Rows from a dataset of box labels
- - - -

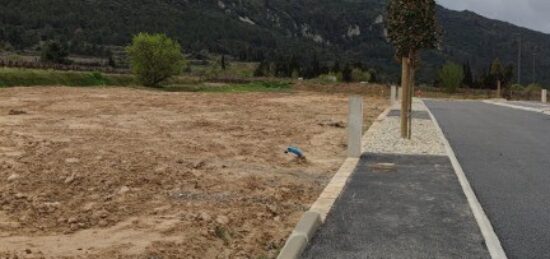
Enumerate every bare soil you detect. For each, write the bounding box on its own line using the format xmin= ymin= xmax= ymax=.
xmin=0 ymin=87 xmax=387 ymax=258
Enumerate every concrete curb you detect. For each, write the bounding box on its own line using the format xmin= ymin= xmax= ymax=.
xmin=483 ymin=100 xmax=550 ymax=115
xmin=277 ymin=106 xmax=392 ymax=259
xmin=421 ymin=100 xmax=507 ymax=259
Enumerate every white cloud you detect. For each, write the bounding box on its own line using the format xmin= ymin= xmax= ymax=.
xmin=436 ymin=0 xmax=550 ymax=33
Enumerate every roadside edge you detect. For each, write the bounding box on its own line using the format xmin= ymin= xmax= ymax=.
xmin=277 ymin=105 xmax=393 ymax=259
xmin=426 ymin=100 xmax=508 ymax=259
xmin=483 ymin=100 xmax=550 ymax=115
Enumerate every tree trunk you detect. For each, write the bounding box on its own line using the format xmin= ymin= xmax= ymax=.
xmin=401 ymin=56 xmax=411 ymax=139
xmin=407 ymin=57 xmax=416 ymax=139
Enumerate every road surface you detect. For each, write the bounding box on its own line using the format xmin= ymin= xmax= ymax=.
xmin=426 ymin=101 xmax=550 ymax=259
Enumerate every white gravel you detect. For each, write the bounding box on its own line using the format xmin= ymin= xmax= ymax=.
xmin=363 ymin=99 xmax=447 ymax=155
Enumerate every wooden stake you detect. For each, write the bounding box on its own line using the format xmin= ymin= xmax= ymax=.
xmin=401 ymin=56 xmax=411 ymax=139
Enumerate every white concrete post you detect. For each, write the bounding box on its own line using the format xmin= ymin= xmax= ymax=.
xmin=390 ymin=85 xmax=397 ymax=105
xmin=348 ymin=96 xmax=363 ymax=158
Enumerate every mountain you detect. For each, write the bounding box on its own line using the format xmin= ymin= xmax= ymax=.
xmin=0 ymin=0 xmax=550 ymax=83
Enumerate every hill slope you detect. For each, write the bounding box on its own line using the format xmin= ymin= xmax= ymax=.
xmin=0 ymin=0 xmax=550 ymax=83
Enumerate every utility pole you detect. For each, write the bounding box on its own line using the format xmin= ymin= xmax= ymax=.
xmin=518 ymin=36 xmax=521 ymax=85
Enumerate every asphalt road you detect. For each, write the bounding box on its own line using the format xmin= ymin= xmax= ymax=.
xmin=302 ymin=154 xmax=490 ymax=259
xmin=426 ymin=101 xmax=550 ymax=259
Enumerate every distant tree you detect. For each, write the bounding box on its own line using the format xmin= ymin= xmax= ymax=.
xmin=351 ymin=68 xmax=371 ymax=82
xmin=387 ymin=0 xmax=441 ymax=138
xmin=439 ymin=63 xmax=464 ymax=93
xmin=462 ymin=62 xmax=474 ymax=87
xmin=126 ymin=33 xmax=185 ymax=86
xmin=491 ymin=58 xmax=504 ymax=98
xmin=40 ymin=41 xmax=70 ymax=64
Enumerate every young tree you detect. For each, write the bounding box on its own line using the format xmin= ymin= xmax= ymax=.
xmin=126 ymin=33 xmax=185 ymax=86
xmin=438 ymin=63 xmax=464 ymax=93
xmin=491 ymin=58 xmax=504 ymax=98
xmin=387 ymin=0 xmax=441 ymax=139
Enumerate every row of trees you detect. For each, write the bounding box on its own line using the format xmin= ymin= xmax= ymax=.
xmin=435 ymin=58 xmax=514 ymax=96
xmin=254 ymin=54 xmax=376 ymax=82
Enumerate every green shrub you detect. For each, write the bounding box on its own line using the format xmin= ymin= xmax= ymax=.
xmin=317 ymin=72 xmax=341 ymax=83
xmin=438 ymin=63 xmax=464 ymax=93
xmin=0 ymin=68 xmax=134 ymax=87
xmin=351 ymin=68 xmax=372 ymax=82
xmin=126 ymin=33 xmax=185 ymax=86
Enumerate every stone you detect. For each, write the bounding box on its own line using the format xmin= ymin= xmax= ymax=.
xmin=65 ymin=173 xmax=76 ymax=184
xmin=199 ymin=211 xmax=212 ymax=221
xmin=8 ymin=173 xmax=21 ymax=182
xmin=118 ymin=186 xmax=130 ymax=195
xmin=97 ymin=219 xmax=109 ymax=228
xmin=216 ymin=215 xmax=229 ymax=225
xmin=65 ymin=157 xmax=80 ymax=164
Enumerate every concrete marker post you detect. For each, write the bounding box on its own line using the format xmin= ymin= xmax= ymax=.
xmin=390 ymin=85 xmax=397 ymax=106
xmin=348 ymin=96 xmax=363 ymax=158
xmin=397 ymin=87 xmax=403 ymax=101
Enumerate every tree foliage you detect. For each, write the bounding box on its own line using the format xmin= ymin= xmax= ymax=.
xmin=387 ymin=0 xmax=441 ymax=58
xmin=438 ymin=63 xmax=464 ymax=93
xmin=126 ymin=33 xmax=185 ymax=86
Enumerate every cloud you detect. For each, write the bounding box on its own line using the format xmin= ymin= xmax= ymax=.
xmin=436 ymin=0 xmax=550 ymax=33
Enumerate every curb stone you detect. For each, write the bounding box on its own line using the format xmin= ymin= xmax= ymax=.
xmin=421 ymin=100 xmax=507 ymax=259
xmin=483 ymin=100 xmax=550 ymax=115
xmin=277 ymin=106 xmax=393 ymax=259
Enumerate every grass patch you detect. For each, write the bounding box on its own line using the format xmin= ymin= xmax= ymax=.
xmin=0 ymin=68 xmax=134 ymax=87
xmin=162 ymin=81 xmax=292 ymax=93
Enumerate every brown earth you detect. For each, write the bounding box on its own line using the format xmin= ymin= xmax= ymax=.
xmin=0 ymin=87 xmax=387 ymax=258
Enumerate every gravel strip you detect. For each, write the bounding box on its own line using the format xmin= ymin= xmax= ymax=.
xmin=363 ymin=99 xmax=446 ymax=155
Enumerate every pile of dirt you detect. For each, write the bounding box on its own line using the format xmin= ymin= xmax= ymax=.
xmin=0 ymin=87 xmax=386 ymax=258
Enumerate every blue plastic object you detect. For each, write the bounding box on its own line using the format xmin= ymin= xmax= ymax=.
xmin=285 ymin=147 xmax=305 ymax=158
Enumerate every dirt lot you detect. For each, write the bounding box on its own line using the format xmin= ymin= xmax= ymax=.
xmin=0 ymin=87 xmax=387 ymax=258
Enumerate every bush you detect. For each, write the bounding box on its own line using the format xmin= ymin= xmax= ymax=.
xmin=351 ymin=68 xmax=372 ymax=82
xmin=317 ymin=72 xmax=342 ymax=83
xmin=40 ymin=41 xmax=70 ymax=64
xmin=439 ymin=63 xmax=464 ymax=93
xmin=126 ymin=33 xmax=185 ymax=86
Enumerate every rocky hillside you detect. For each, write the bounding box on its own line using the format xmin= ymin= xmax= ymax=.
xmin=0 ymin=0 xmax=550 ymax=83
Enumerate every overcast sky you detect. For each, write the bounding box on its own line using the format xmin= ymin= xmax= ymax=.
xmin=436 ymin=0 xmax=550 ymax=33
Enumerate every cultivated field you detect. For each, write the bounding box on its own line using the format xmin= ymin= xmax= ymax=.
xmin=0 ymin=87 xmax=387 ymax=258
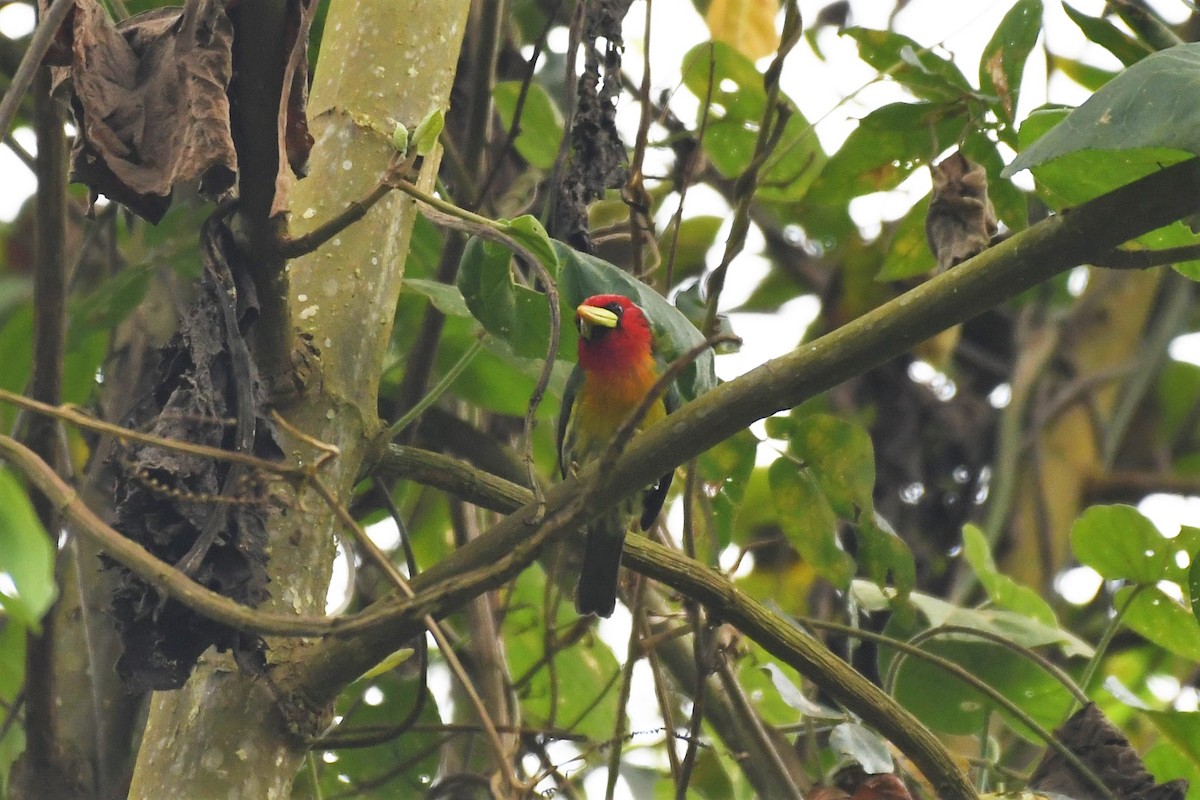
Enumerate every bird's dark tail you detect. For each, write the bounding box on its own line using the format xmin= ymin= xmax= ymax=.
xmin=575 ymin=525 xmax=625 ymax=616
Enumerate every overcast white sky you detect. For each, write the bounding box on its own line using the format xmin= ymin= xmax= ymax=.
xmin=0 ymin=0 xmax=1200 ymax=796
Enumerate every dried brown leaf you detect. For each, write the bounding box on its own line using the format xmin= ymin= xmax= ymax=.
xmin=925 ymin=151 xmax=996 ymax=272
xmin=40 ymin=0 xmax=317 ymax=222
xmin=42 ymin=0 xmax=238 ymax=222
xmin=851 ymin=775 xmax=912 ymax=800
xmin=1030 ymin=703 xmax=1188 ymax=800
xmin=804 ymin=786 xmax=850 ymax=800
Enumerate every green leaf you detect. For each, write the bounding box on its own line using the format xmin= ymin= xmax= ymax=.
xmin=503 ymin=567 xmax=620 ymax=740
xmin=410 ymin=108 xmax=446 ymax=156
xmin=1004 ymin=108 xmax=1200 ymax=279
xmin=881 ymin=630 xmax=1073 ymax=744
xmin=703 ymin=119 xmax=758 ymax=178
xmin=1141 ymin=738 xmax=1200 ymax=800
xmin=856 ymin=511 xmax=917 ymax=597
xmin=391 ymin=122 xmax=409 ymax=158
xmin=1006 ymin=43 xmax=1200 ymax=175
xmin=1062 ymin=2 xmax=1153 ymax=67
xmin=556 ymin=240 xmax=716 ymax=401
xmin=321 ymin=671 xmax=440 ymax=800
xmin=356 ymin=648 xmax=415 ymax=681
xmin=1070 ymin=505 xmax=1176 ymax=584
xmin=960 ymin=125 xmax=1030 ymax=230
xmin=402 ymin=278 xmax=472 ymax=318
xmin=809 ymin=103 xmax=968 ymax=206
xmin=979 ymin=0 xmax=1042 ymax=125
xmin=659 ymin=215 xmax=725 ymax=283
xmin=458 ymin=239 xmax=556 ymax=359
xmin=852 ymin=581 xmax=1094 ymax=672
xmin=962 ymin=523 xmax=1058 ymax=625
xmin=0 ymin=468 xmax=58 ymax=631
xmin=790 ymin=414 xmax=875 ymax=522
xmin=756 ymin=106 xmax=828 ymax=203
xmin=1112 ymin=587 xmax=1200 ymax=661
xmin=767 ymin=458 xmax=854 ymax=589
xmin=697 ymin=429 xmax=758 ymax=549
xmin=761 ymin=663 xmax=846 ymax=720
xmin=1141 ymin=711 xmax=1200 ymax=767
xmin=842 ymin=28 xmax=978 ymax=103
xmin=683 ymin=42 xmax=767 ymax=125
xmin=492 ymin=80 xmax=563 ymax=169
xmin=1050 ymin=56 xmax=1120 ymax=91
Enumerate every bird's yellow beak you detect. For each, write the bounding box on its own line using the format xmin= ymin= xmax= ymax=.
xmin=575 ymin=303 xmax=620 ymax=339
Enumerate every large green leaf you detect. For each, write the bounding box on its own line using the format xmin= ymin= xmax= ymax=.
xmin=767 ymin=458 xmax=854 ymax=589
xmin=683 ymin=42 xmax=767 ymax=122
xmin=842 ymin=28 xmax=978 ymax=103
xmin=1004 ymin=108 xmax=1200 ymax=279
xmin=790 ymin=414 xmax=875 ymax=522
xmin=553 ymin=241 xmax=716 ymax=401
xmin=1062 ymin=2 xmax=1153 ymax=66
xmin=314 ymin=671 xmax=442 ymax=800
xmin=875 ymin=194 xmax=937 ymax=281
xmin=1112 ymin=587 xmax=1200 ymax=661
xmin=1070 ymin=505 xmax=1193 ymax=584
xmin=889 ymin=631 xmax=1073 ymax=741
xmin=856 ymin=511 xmax=917 ymax=597
xmin=979 ymin=0 xmax=1042 ymax=125
xmin=1006 ymin=43 xmax=1200 ymax=175
xmin=0 ymin=468 xmax=58 ymax=630
xmin=504 ymin=567 xmax=620 ymax=741
xmin=962 ymin=524 xmax=1058 ymax=625
xmin=458 ymin=239 xmax=569 ymax=359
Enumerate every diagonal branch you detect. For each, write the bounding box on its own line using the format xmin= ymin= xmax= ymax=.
xmin=296 ymin=160 xmax=1200 ymax=799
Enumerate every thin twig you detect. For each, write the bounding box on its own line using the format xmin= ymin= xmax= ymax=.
xmin=604 ymin=576 xmax=646 ymax=800
xmin=388 ymin=336 xmax=484 ymax=440
xmin=0 ymin=435 xmax=353 ymax=636
xmin=0 ymin=0 xmax=76 ymax=139
xmin=312 ymin=475 xmax=524 ymax=788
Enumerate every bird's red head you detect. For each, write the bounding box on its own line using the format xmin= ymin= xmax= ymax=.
xmin=575 ymin=294 xmax=653 ymax=373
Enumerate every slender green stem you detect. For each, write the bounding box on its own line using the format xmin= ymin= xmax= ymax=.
xmin=388 ymin=338 xmax=484 ymax=441
xmin=1070 ymin=583 xmax=1148 ymax=700
xmin=305 ymin=750 xmax=322 ymax=800
xmin=392 ymin=180 xmax=505 ymax=233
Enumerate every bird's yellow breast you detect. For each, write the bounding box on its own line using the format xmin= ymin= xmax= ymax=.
xmin=571 ymin=356 xmax=666 ymax=463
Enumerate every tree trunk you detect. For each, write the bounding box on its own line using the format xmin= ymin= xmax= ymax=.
xmin=123 ymin=0 xmax=467 ymax=799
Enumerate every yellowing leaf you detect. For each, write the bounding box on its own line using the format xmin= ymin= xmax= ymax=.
xmin=704 ymin=0 xmax=779 ymax=60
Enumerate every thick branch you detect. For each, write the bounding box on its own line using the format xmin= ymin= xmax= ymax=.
xmin=296 ymin=160 xmax=1200 ymax=798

- - - -

WRITTEN PROBLEM ▸ Pick out every line of the material above that contains the string "overcast", treating uppercase and lowercase as different.

SOLVED EXERCISE ▸
Enumerate every overcast sky you detect. For each, write the bounding box on its own line using the format xmin= ymin= xmax= ymax=.
Enumerate every overcast white sky you detect. For each, write the bounding box on its own line using the format xmin= ymin= xmax= ymax=.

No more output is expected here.